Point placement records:
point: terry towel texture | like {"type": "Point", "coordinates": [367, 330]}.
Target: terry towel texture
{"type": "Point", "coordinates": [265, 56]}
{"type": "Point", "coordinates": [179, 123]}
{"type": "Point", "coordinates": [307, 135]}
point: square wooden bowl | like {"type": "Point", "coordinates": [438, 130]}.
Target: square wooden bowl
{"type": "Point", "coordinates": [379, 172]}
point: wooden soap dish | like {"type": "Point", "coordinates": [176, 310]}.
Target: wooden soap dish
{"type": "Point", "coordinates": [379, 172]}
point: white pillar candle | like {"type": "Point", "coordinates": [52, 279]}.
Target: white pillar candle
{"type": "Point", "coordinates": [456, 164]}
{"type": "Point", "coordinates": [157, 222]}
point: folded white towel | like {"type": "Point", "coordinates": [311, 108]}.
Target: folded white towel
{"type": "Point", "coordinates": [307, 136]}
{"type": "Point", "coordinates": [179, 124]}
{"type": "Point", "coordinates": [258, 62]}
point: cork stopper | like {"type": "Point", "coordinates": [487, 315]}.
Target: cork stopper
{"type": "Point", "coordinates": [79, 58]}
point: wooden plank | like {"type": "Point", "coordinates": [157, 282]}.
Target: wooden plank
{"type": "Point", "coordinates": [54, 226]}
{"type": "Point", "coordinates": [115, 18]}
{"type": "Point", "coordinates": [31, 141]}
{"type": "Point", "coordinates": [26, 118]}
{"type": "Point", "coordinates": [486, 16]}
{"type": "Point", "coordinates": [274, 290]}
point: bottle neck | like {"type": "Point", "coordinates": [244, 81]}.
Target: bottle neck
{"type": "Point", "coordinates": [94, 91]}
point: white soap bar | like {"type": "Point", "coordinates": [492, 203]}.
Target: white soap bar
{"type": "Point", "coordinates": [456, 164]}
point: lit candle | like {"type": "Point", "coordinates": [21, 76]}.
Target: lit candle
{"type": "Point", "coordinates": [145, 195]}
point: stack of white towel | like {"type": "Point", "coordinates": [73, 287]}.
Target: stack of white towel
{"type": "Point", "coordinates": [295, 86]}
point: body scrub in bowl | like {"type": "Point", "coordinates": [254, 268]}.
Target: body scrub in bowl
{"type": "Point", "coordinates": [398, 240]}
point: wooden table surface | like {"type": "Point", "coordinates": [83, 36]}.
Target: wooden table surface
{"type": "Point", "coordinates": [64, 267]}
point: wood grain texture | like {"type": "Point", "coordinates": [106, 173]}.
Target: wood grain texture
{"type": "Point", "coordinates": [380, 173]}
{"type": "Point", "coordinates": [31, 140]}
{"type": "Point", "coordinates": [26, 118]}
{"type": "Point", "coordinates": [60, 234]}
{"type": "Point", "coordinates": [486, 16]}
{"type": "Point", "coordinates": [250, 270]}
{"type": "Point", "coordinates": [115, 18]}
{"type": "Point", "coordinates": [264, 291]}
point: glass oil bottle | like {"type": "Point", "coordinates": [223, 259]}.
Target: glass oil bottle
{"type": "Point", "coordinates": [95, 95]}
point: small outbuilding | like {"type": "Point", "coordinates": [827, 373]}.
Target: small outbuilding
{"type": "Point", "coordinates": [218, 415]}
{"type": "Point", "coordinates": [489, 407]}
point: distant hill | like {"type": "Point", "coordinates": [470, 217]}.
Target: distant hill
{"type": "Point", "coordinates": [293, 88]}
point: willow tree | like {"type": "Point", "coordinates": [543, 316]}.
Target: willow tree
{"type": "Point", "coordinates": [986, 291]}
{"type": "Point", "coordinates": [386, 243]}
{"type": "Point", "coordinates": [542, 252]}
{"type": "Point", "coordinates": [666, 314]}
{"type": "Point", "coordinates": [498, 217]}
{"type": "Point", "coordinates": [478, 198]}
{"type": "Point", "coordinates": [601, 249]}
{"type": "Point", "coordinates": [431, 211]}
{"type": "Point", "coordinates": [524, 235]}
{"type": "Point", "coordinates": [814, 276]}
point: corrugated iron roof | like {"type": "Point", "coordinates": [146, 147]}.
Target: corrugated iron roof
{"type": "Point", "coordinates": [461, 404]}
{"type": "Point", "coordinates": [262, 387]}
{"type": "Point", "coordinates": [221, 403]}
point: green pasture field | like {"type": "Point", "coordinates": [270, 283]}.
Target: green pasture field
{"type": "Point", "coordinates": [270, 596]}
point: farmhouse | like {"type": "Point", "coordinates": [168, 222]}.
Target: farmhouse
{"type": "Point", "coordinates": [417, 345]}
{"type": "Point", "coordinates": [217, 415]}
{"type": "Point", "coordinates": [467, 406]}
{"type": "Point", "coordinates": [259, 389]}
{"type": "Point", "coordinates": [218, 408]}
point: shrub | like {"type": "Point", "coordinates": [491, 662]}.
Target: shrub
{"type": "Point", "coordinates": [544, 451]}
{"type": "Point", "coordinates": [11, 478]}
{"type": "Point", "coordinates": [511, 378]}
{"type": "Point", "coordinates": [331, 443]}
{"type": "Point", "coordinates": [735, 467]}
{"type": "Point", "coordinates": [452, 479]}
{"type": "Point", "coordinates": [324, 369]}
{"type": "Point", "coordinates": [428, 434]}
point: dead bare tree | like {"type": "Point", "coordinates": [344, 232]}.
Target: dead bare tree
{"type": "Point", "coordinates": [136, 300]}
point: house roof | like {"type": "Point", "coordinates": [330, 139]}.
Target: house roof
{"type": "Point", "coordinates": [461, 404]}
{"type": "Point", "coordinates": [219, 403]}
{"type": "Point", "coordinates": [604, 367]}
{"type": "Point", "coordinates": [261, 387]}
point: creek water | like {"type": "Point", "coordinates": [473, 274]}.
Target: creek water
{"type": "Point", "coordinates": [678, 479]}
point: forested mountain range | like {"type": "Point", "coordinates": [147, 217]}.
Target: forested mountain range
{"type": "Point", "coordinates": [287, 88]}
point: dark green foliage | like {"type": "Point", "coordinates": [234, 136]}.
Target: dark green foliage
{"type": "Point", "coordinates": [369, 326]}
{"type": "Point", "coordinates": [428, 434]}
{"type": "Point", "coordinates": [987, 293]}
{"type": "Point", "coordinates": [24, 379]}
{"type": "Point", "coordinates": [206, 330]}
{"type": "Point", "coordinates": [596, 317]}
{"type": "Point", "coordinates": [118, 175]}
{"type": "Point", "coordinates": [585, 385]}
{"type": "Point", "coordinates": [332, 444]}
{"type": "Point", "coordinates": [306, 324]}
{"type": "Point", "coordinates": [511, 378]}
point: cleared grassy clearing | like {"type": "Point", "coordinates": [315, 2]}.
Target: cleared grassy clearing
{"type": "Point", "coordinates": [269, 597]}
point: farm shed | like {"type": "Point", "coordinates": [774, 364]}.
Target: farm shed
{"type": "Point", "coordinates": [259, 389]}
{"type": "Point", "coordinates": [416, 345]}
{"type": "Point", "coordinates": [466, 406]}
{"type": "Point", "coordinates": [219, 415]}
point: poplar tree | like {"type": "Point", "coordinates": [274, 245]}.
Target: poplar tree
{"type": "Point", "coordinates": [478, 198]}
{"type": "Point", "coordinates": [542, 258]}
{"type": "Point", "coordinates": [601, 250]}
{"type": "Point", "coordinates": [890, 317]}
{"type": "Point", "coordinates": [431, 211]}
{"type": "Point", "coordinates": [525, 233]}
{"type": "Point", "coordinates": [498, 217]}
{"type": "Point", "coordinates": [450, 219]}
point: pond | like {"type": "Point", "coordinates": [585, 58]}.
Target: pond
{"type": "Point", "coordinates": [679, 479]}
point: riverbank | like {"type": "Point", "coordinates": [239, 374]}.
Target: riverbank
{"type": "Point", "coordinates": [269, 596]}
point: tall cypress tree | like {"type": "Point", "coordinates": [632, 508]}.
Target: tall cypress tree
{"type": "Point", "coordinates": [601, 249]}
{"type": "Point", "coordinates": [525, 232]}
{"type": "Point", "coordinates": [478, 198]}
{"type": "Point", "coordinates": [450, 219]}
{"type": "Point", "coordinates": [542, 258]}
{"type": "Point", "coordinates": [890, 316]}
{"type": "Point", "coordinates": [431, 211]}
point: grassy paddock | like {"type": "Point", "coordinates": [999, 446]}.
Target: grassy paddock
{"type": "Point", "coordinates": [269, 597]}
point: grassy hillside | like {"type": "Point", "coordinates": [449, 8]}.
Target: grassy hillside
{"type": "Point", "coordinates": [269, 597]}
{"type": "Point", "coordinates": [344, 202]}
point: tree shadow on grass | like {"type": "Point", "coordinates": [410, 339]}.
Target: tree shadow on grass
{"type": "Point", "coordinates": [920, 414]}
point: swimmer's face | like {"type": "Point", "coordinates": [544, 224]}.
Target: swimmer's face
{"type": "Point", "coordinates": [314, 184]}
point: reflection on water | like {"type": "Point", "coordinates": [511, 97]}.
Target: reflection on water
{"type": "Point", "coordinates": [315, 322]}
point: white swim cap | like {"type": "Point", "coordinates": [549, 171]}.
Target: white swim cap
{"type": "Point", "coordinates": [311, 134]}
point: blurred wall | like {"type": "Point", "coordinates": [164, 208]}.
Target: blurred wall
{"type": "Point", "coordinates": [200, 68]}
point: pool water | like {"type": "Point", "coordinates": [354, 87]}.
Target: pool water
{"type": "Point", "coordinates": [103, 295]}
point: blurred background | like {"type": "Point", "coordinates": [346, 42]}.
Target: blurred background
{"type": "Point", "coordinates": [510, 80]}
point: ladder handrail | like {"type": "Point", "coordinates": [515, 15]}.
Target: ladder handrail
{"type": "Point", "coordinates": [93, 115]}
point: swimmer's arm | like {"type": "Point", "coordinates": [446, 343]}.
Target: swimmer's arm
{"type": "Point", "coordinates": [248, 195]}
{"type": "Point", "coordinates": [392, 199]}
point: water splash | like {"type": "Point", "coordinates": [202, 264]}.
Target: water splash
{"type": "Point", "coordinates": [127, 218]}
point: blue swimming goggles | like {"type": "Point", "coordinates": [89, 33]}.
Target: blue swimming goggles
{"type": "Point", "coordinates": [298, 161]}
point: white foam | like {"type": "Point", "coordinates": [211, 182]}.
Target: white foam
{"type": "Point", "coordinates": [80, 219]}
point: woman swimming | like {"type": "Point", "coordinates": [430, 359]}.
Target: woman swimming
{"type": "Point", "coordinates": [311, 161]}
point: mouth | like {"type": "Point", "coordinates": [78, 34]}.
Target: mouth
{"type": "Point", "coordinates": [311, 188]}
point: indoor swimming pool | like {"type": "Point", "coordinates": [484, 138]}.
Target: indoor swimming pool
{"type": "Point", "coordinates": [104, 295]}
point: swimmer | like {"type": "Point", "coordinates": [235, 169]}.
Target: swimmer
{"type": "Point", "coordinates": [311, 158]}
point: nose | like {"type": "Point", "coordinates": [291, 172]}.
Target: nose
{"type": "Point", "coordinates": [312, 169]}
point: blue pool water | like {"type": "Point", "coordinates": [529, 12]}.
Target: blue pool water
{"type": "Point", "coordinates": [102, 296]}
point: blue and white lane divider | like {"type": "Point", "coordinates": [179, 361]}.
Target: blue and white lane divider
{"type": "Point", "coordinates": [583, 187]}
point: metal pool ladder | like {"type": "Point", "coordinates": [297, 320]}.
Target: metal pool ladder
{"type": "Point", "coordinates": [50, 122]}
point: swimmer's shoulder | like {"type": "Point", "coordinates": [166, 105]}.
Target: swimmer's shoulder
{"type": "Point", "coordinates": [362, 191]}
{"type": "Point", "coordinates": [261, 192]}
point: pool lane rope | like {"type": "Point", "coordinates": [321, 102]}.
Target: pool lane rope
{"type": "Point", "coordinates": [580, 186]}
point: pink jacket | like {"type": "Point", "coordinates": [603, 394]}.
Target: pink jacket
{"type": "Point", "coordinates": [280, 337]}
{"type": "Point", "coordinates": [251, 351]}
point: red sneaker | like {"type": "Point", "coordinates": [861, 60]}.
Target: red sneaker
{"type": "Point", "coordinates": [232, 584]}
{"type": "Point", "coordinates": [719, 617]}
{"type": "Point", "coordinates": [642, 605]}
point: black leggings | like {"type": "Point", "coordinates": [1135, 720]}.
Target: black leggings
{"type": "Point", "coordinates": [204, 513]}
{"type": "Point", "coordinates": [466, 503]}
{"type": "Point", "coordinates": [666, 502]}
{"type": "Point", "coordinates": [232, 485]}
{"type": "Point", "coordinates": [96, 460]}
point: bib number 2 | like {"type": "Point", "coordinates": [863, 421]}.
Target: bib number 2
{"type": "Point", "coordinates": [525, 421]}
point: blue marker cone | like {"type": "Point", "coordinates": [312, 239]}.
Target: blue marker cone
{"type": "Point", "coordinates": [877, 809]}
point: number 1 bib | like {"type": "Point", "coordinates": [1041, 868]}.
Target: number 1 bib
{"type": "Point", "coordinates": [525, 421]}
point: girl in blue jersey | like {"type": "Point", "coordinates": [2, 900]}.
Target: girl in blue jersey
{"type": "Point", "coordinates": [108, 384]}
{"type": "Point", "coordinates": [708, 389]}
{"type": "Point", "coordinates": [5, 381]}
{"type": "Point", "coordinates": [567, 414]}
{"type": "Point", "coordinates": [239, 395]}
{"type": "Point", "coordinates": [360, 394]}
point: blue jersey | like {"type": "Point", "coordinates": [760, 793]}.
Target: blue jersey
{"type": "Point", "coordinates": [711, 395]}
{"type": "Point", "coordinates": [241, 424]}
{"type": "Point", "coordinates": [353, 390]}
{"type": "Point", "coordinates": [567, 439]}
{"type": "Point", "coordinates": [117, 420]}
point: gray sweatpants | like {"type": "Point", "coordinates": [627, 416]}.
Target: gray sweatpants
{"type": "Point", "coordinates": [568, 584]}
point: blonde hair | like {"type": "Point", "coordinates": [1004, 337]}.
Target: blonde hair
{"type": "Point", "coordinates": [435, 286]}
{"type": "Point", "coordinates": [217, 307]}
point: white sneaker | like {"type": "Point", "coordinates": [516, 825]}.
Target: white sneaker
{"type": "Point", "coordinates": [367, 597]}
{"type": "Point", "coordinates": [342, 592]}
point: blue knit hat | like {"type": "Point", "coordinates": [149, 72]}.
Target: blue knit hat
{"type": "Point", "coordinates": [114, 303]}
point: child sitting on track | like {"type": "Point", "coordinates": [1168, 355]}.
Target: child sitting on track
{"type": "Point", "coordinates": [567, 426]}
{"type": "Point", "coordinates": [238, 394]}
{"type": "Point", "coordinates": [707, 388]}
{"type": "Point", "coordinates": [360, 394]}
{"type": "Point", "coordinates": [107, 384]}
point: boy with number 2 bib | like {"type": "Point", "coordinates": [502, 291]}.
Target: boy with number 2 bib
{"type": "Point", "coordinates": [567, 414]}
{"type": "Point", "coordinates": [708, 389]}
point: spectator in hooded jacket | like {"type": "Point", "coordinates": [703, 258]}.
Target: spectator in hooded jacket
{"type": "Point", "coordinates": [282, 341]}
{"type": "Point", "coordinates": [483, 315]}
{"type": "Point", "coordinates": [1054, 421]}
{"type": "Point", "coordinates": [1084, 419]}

### SHORT TASK
Return only the lines running from the line with "point: blonde hair" to the last line of the records, both included, exactly as written.

### RIGHT ANSWER
point: blonde hair | like {"type": "Point", "coordinates": [1004, 337]}.
Target: blonde hair
{"type": "Point", "coordinates": [435, 286]}
{"type": "Point", "coordinates": [217, 307]}
point: white sneaker | like {"type": "Point", "coordinates": [516, 825]}.
Target: white sneaker
{"type": "Point", "coordinates": [367, 597]}
{"type": "Point", "coordinates": [342, 592]}
point: blue knit hat | like {"type": "Point", "coordinates": [149, 72]}.
Target: blue knit hat
{"type": "Point", "coordinates": [114, 303]}
point: child sitting on track | like {"type": "Point", "coordinates": [1168, 355]}.
Target: child sitting on track
{"type": "Point", "coordinates": [567, 426]}
{"type": "Point", "coordinates": [238, 394]}
{"type": "Point", "coordinates": [707, 388]}
{"type": "Point", "coordinates": [360, 394]}
{"type": "Point", "coordinates": [107, 384]}
point: boy with number 2 bib | like {"type": "Point", "coordinates": [502, 291]}.
Target: boy with number 2 bib
{"type": "Point", "coordinates": [567, 414]}
{"type": "Point", "coordinates": [708, 389]}
point: spectator in hooded jacket | like {"type": "Point", "coordinates": [703, 258]}.
Target: spectator in hooded jacket
{"type": "Point", "coordinates": [282, 341]}
{"type": "Point", "coordinates": [483, 315]}
{"type": "Point", "coordinates": [1054, 421]}
{"type": "Point", "coordinates": [1084, 419]}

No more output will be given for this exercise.